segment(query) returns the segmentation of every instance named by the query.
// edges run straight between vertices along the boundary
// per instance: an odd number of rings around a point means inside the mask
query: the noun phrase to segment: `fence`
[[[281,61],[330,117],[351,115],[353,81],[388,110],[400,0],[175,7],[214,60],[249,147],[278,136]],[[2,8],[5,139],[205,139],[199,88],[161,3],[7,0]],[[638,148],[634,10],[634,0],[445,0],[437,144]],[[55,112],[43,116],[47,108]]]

**TASK STATEMENT**
Write out every entry again, exactly as it appears.

**SOLUTION TO THIS EXERCISE**
segment(query) returns the segmentation of every instance named by the query.
// edges run straight between vertices along the boundary
// per instance: an odd number of rings around a point means inside the mask
query: the noun phrase to segment: `fence`
[[[281,61],[330,117],[351,115],[353,81],[388,110],[400,0],[175,7],[214,60],[249,147],[278,136]],[[2,8],[5,139],[205,139],[199,88],[161,3],[7,0]],[[638,148],[634,10],[634,0],[445,0],[437,144]],[[55,112],[43,116],[47,108]]]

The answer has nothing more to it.